» **Document extract**:
^^^^^^^^

Such things are the sources of much of the religious iconography that he encounters in his travels, and that transcend the east-west theological divide; and at the end of his investigation, Rhode reviews the Platonic myths in terms of a family history which is both that of individuals and of the human family as a whole:

“Memories that have returned to their ground in the unknowable may return in a renewed form in the guise of intuitions. Parents and grandparents, who are surely the originators of the six characters in search of an author, regain their authority by means of the prism that has them return to the present as rays of light in refraction. The axial by which they undergo this change does not have the meaning of an terrestrial axial. Personality is no longer of consequence. Within the cave, forgotten ancestors assume the shape of animals, or of angels, or of some drift among the stars.” (p. 192)

Our philosophical roots are themselves such unknowable ancestors, whose life and earliest incarnations continue to return and be reinterpreted in the context of our own personal journey. And in the rich evocativeness of Rhode’s book, many ancestral spiritual systems may be said to have found an author.

Meg Harris Williams
http://www.artlit.info



Reviewed by Judy Shuttleworth

This book is about journeying beyond one’s familiar world - actual journeys made by Eric Rhode to Monsoon Asia and the internal journeys that were prompted by its impact – and it is itself a journey for the reader. It is full of wonderful photographs of ritual spaces and structures, beautiful and sometimes terrifyingly alien sculpted images, largely taken by the author himself. The presence of Rhode and his guide visiting these sites is only occasionally glimpsed. This allows the reader to be drawn more directly into something of what Rhode’s experience must have been and to have one’s own encounter with the unsettling vision of ultimate reality that these objects embody.

As Rhode weaves together the many facets of his own response, the rich associational threads evoked within such an erudite mind and imaginative sensibility, one slowly begins (slowly enable one to begin) to grasp the vision at the heart of this book. If it was a daunting experience which I felt ill-equipped for, and sometimes resisted, it was in the end also one I felt drawn to and rewarded by.

^^^^^^^^

» **Your tasks**:
a) Reproduce the stretch of the book review excerpt from "Meg Harris Williams" through "these objects embody.".
b) In the book review excerpt, who took most of the photographs in Rhode's book?
c) Carry on the book review excerpt from the point where it stops.

[Collected data]
^^^^^^^^

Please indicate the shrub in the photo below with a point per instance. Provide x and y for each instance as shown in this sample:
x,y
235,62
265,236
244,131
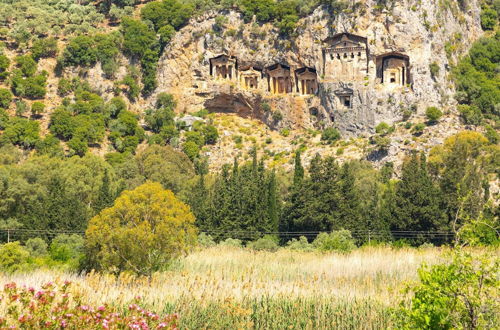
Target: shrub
x,y
78,146
4,118
115,106
196,137
458,295
382,128
62,123
22,132
210,134
172,13
27,65
67,248
191,149
433,114
44,47
132,86
205,240
491,134
5,98
80,50
64,87
382,142
470,114
418,129
50,146
266,243
21,108
489,18
33,87
4,66
37,108
340,240
299,245
231,242
147,218
434,69
277,116
36,247
13,257
59,307
330,135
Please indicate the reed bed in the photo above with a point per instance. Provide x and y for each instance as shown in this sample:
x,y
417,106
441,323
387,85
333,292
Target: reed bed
x,y
224,287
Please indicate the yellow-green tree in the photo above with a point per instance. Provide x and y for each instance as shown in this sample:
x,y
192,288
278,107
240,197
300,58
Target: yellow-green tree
x,y
142,232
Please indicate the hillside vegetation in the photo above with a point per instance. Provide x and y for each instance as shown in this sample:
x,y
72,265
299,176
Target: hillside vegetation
x,y
289,228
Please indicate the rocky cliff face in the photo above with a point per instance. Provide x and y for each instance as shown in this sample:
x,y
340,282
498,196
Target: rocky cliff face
x,y
354,98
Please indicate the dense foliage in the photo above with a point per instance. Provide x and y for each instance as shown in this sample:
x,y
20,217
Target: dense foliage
x,y
142,232
477,80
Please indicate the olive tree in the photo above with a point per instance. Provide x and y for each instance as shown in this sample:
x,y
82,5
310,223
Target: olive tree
x,y
142,232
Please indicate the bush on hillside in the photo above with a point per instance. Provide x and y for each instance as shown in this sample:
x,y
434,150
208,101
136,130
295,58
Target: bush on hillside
x,y
433,114
5,98
330,135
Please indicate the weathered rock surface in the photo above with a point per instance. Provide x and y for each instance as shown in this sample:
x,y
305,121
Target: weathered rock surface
x,y
421,30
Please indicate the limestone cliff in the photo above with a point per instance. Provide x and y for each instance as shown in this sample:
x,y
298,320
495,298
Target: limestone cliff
x,y
347,94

^^^^^^^^

» **Expected responses**:
a)
Meg Harris Williams
http://www.artlit.info



Reviewed by Judy Shuttleworth

This book is about journeying beyond one’s familiar world - actual journeys made by Eric Rhode to Monsoon Asia and the internal journeys that were prompted by its impact – and it is itself a journey for the reader. It is full of wonderful photographs of ritual spaces and structures, beautiful and sometimes terrifyingly alien sculpted images, largely taken by the author himself. The presence of Rhode and his guide visiting these sites is only occasionally glimpsed. This allows the reader to be drawn more directly into something of what Rhode’s experience must have been and to have one’s own encounter with the unsettling vision of ultimate reality that these objects embody.

b) The author himself, Eric Rhode, took most of them.

c)
Rather than the more familiar anthropological perspectives which would see the temples, ritual objects and activities as religious symbols carrying meanings readable within the context of a culture and way of life, there is instead an opening out to the larger themes of the nature of mythical thinking and intuition, and the critical part played by them in all psychic development, as this has been grasped in Buddhist and Hindu cosmology and within Greek and Judeo-Christian myths. Rhode wants the reader to consider the artefacts he photographed and the rituals he observed as direct intuitions of a reality which lies outside all socially constructed understandings of the empirical world. They are not symbols of something else within the social world but rather they are themselves visions of what lies behind the contact barrier thrown up by the development of ordinary human consciousness.

If the revelations stipulated at the core of the world’s cultural traditions – such as ‘there is no God but God’ - are not hypotheses open to empirical verification what are they? From the vertex of ordinary human forms of knowing they are delusions. But as Rhode puts it with respect to seeing the pre-historic paintings in the caves of the Dordogne, “(I)in being taken out of the actual world I had been taken out of habitual senses of being: and a certain type of mythic thinking had begun to seem plausible.” (p 171) From this vertex, the eternal cycle of life and death in Buddhist and Hindu cosmology, like the myths recounted by Plato of the migration of souls after death and the vision they encounter of the earth spinning on its axis between heaven and the underworld or, from my own field of study, the mystic journey of Mohammed to the Prophets in the heavens, are revelations about the nature of the world outside our empirical knowledge. As revelations they can only be perceived through the imagination. In Bion’s later writings, a similar radical shift of perspective is required in order to perceive the fundamental nature of psychic reality. This is the reality with which the mystics and shamans have sought union and with which the dying are felt to come into contact.  The objects in Rhode’s photographs are the physical traces left by early human attempts to imaginatively grasp this dimension of the world. The revelatory myths of Greece and Judeao-Christianity have become, for this recent tradition of psychoanalysis, central in the formation of imagination and our attempts to grasp its nature.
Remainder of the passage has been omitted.